What to do
Write out the material below again, changing every "marker" to "pin" and leaving all else untouched.
Start of Information shown
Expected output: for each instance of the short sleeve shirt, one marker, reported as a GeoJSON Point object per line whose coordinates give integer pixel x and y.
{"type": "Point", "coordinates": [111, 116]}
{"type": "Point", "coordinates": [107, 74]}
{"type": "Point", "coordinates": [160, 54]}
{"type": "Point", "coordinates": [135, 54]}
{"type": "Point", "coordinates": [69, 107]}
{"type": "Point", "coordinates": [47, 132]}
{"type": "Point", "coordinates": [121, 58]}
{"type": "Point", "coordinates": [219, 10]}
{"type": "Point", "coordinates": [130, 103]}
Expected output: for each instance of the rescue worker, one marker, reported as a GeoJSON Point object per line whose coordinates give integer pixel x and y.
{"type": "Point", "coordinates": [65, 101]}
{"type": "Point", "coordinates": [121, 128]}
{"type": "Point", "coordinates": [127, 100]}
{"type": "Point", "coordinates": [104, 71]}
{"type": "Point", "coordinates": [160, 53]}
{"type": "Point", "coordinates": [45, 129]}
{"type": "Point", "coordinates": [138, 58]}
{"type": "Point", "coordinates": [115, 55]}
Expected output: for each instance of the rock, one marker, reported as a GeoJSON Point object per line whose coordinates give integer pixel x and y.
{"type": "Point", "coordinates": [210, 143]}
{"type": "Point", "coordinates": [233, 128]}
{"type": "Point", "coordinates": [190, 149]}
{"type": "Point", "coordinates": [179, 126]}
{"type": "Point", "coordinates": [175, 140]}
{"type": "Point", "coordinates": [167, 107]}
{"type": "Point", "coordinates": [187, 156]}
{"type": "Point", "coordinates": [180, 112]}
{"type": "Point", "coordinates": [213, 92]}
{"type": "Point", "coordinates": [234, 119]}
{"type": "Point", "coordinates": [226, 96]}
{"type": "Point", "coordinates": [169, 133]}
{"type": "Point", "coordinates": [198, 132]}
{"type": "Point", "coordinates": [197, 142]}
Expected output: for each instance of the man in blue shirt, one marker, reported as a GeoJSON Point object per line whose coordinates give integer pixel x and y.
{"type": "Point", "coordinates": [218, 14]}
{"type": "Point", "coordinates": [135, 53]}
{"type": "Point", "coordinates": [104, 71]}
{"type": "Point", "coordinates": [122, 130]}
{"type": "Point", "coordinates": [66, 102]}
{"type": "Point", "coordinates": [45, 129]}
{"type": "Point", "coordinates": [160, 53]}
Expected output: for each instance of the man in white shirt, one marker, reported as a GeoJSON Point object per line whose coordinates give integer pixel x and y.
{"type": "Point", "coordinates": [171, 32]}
End of Information shown
Problem solution
Expected output: for each instance of the short sleeve shirt, one pin, reported as a GeoJSON Point object per line whose coordinates give integer pixel x and y.
{"type": "Point", "coordinates": [111, 116]}
{"type": "Point", "coordinates": [107, 74]}
{"type": "Point", "coordinates": [160, 54]}
{"type": "Point", "coordinates": [135, 54]}
{"type": "Point", "coordinates": [69, 107]}
{"type": "Point", "coordinates": [47, 132]}
{"type": "Point", "coordinates": [121, 58]}
{"type": "Point", "coordinates": [219, 10]}
{"type": "Point", "coordinates": [130, 103]}
Expected output: for each instance of the rescue worker, one pin, reported as a GeoJSON Point object per line whose coordinates give integer pixel x and y.
{"type": "Point", "coordinates": [65, 101]}
{"type": "Point", "coordinates": [121, 128]}
{"type": "Point", "coordinates": [127, 100]}
{"type": "Point", "coordinates": [104, 71]}
{"type": "Point", "coordinates": [160, 53]}
{"type": "Point", "coordinates": [45, 129]}
{"type": "Point", "coordinates": [138, 58]}
{"type": "Point", "coordinates": [115, 55]}
Expected output: for each instance of the rock, one pin, reported as a GeoJSON Point object per line whose coordinates give integer pixel x and y.
{"type": "Point", "coordinates": [210, 143]}
{"type": "Point", "coordinates": [233, 128]}
{"type": "Point", "coordinates": [190, 149]}
{"type": "Point", "coordinates": [179, 126]}
{"type": "Point", "coordinates": [175, 140]}
{"type": "Point", "coordinates": [167, 107]}
{"type": "Point", "coordinates": [187, 156]}
{"type": "Point", "coordinates": [180, 112]}
{"type": "Point", "coordinates": [213, 92]}
{"type": "Point", "coordinates": [234, 119]}
{"type": "Point", "coordinates": [226, 96]}
{"type": "Point", "coordinates": [169, 133]}
{"type": "Point", "coordinates": [198, 132]}
{"type": "Point", "coordinates": [197, 142]}
Expected output: for each instance of the man in blue shirt, one pin, reported as a GeoJSON Point object per line whose coordinates give integer pixel x and y.
{"type": "Point", "coordinates": [218, 14]}
{"type": "Point", "coordinates": [135, 53]}
{"type": "Point", "coordinates": [104, 71]}
{"type": "Point", "coordinates": [122, 130]}
{"type": "Point", "coordinates": [66, 102]}
{"type": "Point", "coordinates": [45, 129]}
{"type": "Point", "coordinates": [160, 53]}
Expected output: for each instance of the man in white shirt, one pin, reported as a GeoJSON Point object per line whose coordinates give integer pixel x and y.
{"type": "Point", "coordinates": [171, 32]}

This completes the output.